## EXERCISE TASK 1
According to the article on the G7 summit, on what day is the Brussels meeting about bringing Ukraine into the European Union free-trade bloc set?
## EXERCISE TASK 2
Name every person in the article on the G7 summit who carries the title of president, former presidents included.

## ARTICLE

## begin

EVIAN-LES-BAINS, France — Ukraine may have turned the tide against Russia’s four-year-old invasion, but it has not managed to win over President Donald Trump, who at the G7 summit Tuesday still appears to be more in tune with his benefactor, dictator Vladimir Putin.
With the rest of the G7 leaders suggesting now is the time to pressure Putin to end his invasion, Trump continued repeating his most recent arguments: that both sides were at fault and it was no longer his concern.
“Look, we have nothing to do with it,” he told reporters at a photo opportunity before a meeting with the emir of Qatar.
The state of play was illustrated Tuesday morning as the summit’s leader this year, French President Emmanuel Macron, chatted with Ukrainian President Volodymyr Zelenskyy — apparently unaware that a TV crew’s microphone was capturing bits of their conversation — after his arrival at the Hotel Royal, the summit venue.
Macron told Zelenskyy he would put together a meeting with Trump for him after Zelenskyy said he had not been able to schedule one during his phone call with Trump on Sunday. “OK. I will arrange that,” Macron said, and then warned Zelenskyy: “Yesterday we had a difficult discussion with President Trump.”
Such has been the case ever since Trump returned to the White House. He has ended direct military support for Ukraine even as European countries have increased their assistance. Recognizing this, other allies created a “coalition of the willing” to help Ukraine beat back Russia. Those countries are now entering partnerships to purchase anti-drone technology from Ukraine. Gulf states that have been attacked by Iran in retaliation for Trump’s war have similarly looked to Ukraine for defensive weapons.
Europe has also begun the process of bringing Ukraine into the European Union free-trade bloc with a meeting set for Thursday in Brussels on the matter. That step had been blocked for years by Hungary’s former leader and Putin ally Viktor Orban, who in April was defeated in an election landslide. New Prime Minister Peter Magyar dropped Hungary’s objection — every EU member effectively has veto power on such things — as part of his efforts to reorient the country away from Russia and toward Western Europe.
European Commission President Ursula von der Leyen, who responded to some news from Zelenskyy with a smile and quick applause as they met Tuesday morning, expressed what appears to be the consensus view on the continent shortly afterward in a social media post.
“The tide is turning for Ukraine. The situation in 2026 is very different from 2025. Ukraine is bravely holding the frontline. Russia’s fatigue is openly showing. That’s the time to double down on our support,” she wrote. “With the first disbursement of the €90 billion EU loan. With a winter package to support Ukraine later in the year. The G7 stands in support of a strong and sovereign Ukraine.”
That may be true of six of the seven G7 members, but not the United States.
Trump on Tuesday repeated to reporters his lies that former President Joe Biden had given Ukraine $350 billion in weapons — although this time he said it was former President Barack Obama giving the fictitious sum — and his claim not to understand Zelenskyy and Putin’s inability to get along.
“They just, there’s a, a lot of dislike between the two leaders,” he said, and then suggested he was not particularly interested in what happens to Ukraine. “It’s that this, it has no impact on us, other than we sell weapons. We’re thousands of miles away.”

## end

## DATA EXCERPTS
## begin

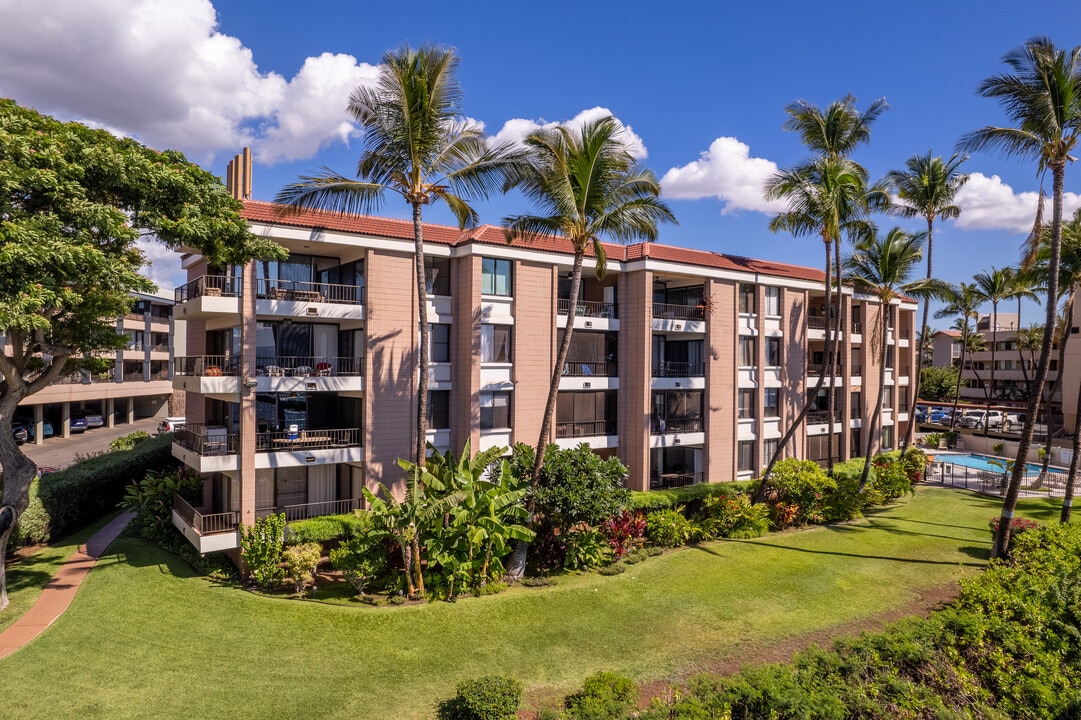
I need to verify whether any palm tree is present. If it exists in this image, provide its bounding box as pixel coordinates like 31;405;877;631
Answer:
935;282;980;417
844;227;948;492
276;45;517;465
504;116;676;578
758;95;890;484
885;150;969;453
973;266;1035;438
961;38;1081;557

## end
## begin

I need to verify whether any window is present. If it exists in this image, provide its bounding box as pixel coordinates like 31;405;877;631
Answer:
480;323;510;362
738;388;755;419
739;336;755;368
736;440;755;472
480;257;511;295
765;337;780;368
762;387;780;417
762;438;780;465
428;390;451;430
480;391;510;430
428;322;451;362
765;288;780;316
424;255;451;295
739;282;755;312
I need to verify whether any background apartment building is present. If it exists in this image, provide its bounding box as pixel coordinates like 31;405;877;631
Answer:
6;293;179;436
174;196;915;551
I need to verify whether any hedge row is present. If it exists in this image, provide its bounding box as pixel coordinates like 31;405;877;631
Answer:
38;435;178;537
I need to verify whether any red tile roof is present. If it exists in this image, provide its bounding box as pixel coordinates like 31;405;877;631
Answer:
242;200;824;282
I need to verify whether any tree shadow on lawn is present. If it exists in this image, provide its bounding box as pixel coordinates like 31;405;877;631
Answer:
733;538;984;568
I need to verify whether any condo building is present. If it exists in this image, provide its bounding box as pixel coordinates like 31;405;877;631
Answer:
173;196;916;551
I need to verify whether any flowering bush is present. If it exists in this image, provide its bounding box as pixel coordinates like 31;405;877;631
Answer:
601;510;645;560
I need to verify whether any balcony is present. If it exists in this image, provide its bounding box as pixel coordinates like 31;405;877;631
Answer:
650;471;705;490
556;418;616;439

## end

## RESPONSE 1
Thursday

## RESPONSE 2
Donald Trump
Emmanuel Macron
Volodymyr Zelenskyy
Ursula von der Leyen
Joe Biden
Barack Obama